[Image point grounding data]
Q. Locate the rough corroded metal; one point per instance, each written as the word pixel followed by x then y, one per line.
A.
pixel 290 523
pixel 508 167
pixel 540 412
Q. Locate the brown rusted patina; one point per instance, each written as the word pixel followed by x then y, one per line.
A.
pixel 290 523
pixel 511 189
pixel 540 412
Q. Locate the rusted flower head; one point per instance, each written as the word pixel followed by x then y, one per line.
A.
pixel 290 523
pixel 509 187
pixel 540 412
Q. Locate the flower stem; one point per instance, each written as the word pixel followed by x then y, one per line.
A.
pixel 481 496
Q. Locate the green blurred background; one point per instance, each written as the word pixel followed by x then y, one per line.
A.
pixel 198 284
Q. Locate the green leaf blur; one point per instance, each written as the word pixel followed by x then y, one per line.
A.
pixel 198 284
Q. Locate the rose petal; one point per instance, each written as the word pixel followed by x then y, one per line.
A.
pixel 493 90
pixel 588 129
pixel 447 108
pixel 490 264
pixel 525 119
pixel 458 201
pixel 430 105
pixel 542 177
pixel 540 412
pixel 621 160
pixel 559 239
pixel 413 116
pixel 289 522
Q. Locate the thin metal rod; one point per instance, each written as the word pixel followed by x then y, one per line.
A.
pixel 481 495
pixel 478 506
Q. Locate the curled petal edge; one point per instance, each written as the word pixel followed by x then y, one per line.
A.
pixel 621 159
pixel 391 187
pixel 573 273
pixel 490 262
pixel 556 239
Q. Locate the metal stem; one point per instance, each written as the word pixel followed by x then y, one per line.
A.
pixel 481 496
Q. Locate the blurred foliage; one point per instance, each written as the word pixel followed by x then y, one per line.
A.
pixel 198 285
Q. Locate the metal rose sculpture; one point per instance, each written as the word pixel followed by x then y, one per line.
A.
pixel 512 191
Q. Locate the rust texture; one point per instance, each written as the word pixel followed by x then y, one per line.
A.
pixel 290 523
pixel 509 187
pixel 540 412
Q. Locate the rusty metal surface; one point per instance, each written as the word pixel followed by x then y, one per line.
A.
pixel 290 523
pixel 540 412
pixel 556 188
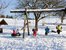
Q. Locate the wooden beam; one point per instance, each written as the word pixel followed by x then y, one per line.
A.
pixel 37 10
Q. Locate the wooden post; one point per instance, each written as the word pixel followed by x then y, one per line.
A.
pixel 24 26
pixel 27 21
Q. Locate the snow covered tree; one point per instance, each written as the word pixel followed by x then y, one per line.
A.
pixel 40 4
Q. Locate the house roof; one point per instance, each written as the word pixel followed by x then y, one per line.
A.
pixel 3 22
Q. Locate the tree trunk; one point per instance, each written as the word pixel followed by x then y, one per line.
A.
pixel 62 19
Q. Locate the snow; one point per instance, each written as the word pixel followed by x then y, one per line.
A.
pixel 41 42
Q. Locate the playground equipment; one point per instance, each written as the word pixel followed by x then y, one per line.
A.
pixel 34 10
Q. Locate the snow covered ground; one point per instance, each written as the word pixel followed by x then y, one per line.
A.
pixel 41 42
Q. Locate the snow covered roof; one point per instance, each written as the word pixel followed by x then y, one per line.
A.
pixel 36 10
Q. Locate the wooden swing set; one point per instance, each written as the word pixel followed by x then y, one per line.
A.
pixel 33 10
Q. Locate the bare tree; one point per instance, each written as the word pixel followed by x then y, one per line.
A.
pixel 3 5
pixel 41 4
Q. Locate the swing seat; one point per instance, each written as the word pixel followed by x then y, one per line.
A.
pixel 13 34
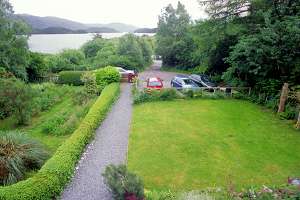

> [REQUIREMENT]: Each line of the entries that holds "roof" should be counted, and only the total given.

> [YOUR SOLUTION]: 2